§ DESCRIPTION OF THE TASK
In how many lines of the data below does the string "apartment" appear? Reply with the number alone.

§ GIVEN RECORDS
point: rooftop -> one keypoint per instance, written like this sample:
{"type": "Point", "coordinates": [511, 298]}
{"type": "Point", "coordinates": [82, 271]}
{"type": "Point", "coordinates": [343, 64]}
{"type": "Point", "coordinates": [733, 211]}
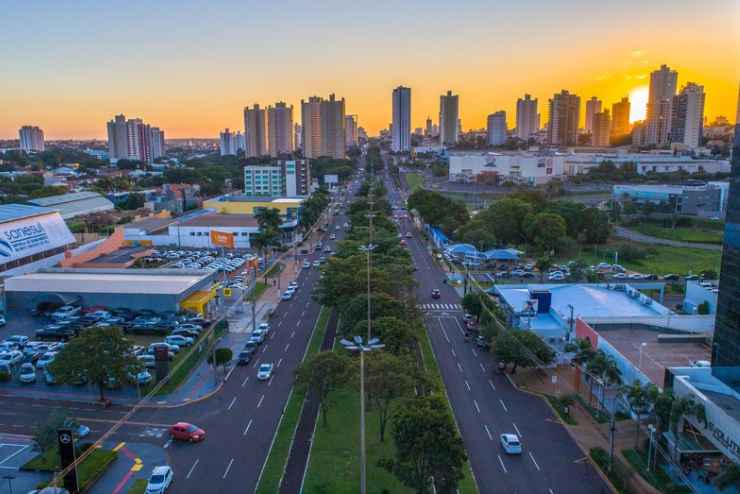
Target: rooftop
{"type": "Point", "coordinates": [656, 357]}
{"type": "Point", "coordinates": [123, 281]}
{"type": "Point", "coordinates": [218, 219]}
{"type": "Point", "coordinates": [13, 212]}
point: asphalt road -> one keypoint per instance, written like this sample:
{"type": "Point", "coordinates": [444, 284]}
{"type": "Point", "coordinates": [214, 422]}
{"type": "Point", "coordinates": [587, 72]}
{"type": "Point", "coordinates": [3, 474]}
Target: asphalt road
{"type": "Point", "coordinates": [486, 404]}
{"type": "Point", "coordinates": [240, 420]}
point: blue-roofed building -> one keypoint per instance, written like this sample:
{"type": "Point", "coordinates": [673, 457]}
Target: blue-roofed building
{"type": "Point", "coordinates": [29, 234]}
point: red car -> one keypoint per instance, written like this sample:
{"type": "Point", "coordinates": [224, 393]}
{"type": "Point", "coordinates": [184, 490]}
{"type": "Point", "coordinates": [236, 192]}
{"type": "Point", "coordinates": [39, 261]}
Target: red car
{"type": "Point", "coordinates": [183, 431]}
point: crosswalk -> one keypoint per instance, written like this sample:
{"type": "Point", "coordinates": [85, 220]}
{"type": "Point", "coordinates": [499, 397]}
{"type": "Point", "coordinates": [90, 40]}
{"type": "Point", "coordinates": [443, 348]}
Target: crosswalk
{"type": "Point", "coordinates": [427, 307]}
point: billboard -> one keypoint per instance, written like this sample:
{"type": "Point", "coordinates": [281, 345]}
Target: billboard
{"type": "Point", "coordinates": [30, 236]}
{"type": "Point", "coordinates": [222, 239]}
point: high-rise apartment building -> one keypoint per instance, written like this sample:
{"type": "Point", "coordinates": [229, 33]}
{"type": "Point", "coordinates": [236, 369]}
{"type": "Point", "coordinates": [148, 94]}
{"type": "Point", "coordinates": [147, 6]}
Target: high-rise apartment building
{"type": "Point", "coordinates": [255, 131]}
{"type": "Point", "coordinates": [526, 117]}
{"type": "Point", "coordinates": [134, 140]}
{"type": "Point", "coordinates": [726, 342]}
{"type": "Point", "coordinates": [449, 114]}
{"type": "Point", "coordinates": [564, 111]}
{"type": "Point", "coordinates": [601, 129]}
{"type": "Point", "coordinates": [660, 99]}
{"type": "Point", "coordinates": [296, 177]}
{"type": "Point", "coordinates": [496, 128]}
{"type": "Point", "coordinates": [401, 129]}
{"type": "Point", "coordinates": [31, 139]}
{"type": "Point", "coordinates": [593, 106]}
{"type": "Point", "coordinates": [351, 136]}
{"type": "Point", "coordinates": [264, 181]}
{"type": "Point", "coordinates": [687, 116]}
{"type": "Point", "coordinates": [280, 129]}
{"type": "Point", "coordinates": [621, 117]}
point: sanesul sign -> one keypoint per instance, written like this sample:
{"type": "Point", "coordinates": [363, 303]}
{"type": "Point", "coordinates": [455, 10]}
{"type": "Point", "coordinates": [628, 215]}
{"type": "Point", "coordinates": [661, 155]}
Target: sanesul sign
{"type": "Point", "coordinates": [23, 238]}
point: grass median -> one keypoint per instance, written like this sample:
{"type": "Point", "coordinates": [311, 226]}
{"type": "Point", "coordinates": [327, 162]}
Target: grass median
{"type": "Point", "coordinates": [278, 457]}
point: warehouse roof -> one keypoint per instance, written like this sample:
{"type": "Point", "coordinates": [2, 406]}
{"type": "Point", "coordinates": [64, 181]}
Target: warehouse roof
{"type": "Point", "coordinates": [131, 281]}
{"type": "Point", "coordinates": [76, 203]}
{"type": "Point", "coordinates": [13, 212]}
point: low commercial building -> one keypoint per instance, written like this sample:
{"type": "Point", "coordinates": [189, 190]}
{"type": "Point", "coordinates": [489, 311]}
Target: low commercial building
{"type": "Point", "coordinates": [31, 235]}
{"type": "Point", "coordinates": [154, 289]}
{"type": "Point", "coordinates": [498, 168]}
{"type": "Point", "coordinates": [707, 200]}
{"type": "Point", "coordinates": [75, 204]}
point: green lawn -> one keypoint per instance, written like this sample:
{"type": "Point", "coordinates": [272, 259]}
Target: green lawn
{"type": "Point", "coordinates": [276, 461]}
{"type": "Point", "coordinates": [415, 180]}
{"type": "Point", "coordinates": [697, 234]}
{"type": "Point", "coordinates": [661, 259]}
{"type": "Point", "coordinates": [89, 471]}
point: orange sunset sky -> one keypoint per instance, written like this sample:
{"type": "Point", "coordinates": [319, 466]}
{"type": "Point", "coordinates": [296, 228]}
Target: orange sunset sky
{"type": "Point", "coordinates": [191, 66]}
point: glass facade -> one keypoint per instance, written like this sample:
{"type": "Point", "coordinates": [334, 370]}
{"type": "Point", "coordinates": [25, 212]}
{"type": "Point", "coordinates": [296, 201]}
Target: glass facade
{"type": "Point", "coordinates": [726, 343]}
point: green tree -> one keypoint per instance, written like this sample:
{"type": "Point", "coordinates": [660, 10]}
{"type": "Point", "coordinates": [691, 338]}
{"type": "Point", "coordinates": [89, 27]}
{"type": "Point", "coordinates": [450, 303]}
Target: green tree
{"type": "Point", "coordinates": [97, 355]}
{"type": "Point", "coordinates": [427, 445]}
{"type": "Point", "coordinates": [545, 230]}
{"type": "Point", "coordinates": [388, 379]}
{"type": "Point", "coordinates": [322, 374]}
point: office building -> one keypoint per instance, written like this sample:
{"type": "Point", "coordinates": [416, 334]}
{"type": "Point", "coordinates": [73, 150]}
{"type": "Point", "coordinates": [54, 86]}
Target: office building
{"type": "Point", "coordinates": [687, 116]}
{"type": "Point", "coordinates": [621, 117]}
{"type": "Point", "coordinates": [564, 111]}
{"type": "Point", "coordinates": [134, 140]}
{"type": "Point", "coordinates": [527, 123]}
{"type": "Point", "coordinates": [401, 127]}
{"type": "Point", "coordinates": [280, 129]}
{"type": "Point", "coordinates": [351, 135]}
{"type": "Point", "coordinates": [593, 106]}
{"type": "Point", "coordinates": [449, 115]}
{"type": "Point", "coordinates": [296, 177]}
{"type": "Point", "coordinates": [496, 129]}
{"type": "Point", "coordinates": [255, 131]}
{"type": "Point", "coordinates": [601, 129]}
{"type": "Point", "coordinates": [31, 139]}
{"type": "Point", "coordinates": [660, 99]}
{"type": "Point", "coordinates": [323, 127]}
{"type": "Point", "coordinates": [263, 181]}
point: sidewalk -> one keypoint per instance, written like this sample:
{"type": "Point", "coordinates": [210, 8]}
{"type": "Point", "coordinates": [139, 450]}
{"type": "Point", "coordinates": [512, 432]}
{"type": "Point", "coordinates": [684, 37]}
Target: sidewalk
{"type": "Point", "coordinates": [587, 432]}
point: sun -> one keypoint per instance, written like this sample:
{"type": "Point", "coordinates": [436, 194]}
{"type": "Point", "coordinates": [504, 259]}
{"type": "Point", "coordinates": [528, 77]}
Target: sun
{"type": "Point", "coordinates": [638, 103]}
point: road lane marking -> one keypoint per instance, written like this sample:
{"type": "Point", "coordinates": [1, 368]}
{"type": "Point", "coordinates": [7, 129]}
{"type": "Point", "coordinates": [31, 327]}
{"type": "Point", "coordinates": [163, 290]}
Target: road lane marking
{"type": "Point", "coordinates": [533, 461]}
{"type": "Point", "coordinates": [190, 472]}
{"type": "Point", "coordinates": [517, 430]}
{"type": "Point", "coordinates": [247, 428]}
{"type": "Point", "coordinates": [223, 477]}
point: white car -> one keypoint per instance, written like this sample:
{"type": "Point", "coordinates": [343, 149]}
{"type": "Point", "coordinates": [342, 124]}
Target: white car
{"type": "Point", "coordinates": [160, 480]}
{"type": "Point", "coordinates": [27, 373]}
{"type": "Point", "coordinates": [264, 372]}
{"type": "Point", "coordinates": [511, 444]}
{"type": "Point", "coordinates": [178, 340]}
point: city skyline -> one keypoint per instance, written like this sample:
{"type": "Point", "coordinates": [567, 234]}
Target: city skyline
{"type": "Point", "coordinates": [191, 86]}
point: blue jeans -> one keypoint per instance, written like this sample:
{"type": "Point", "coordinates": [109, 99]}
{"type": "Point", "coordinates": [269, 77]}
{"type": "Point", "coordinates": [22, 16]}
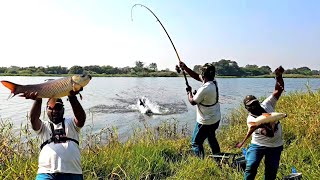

§ PROBLEM SOLUTION
2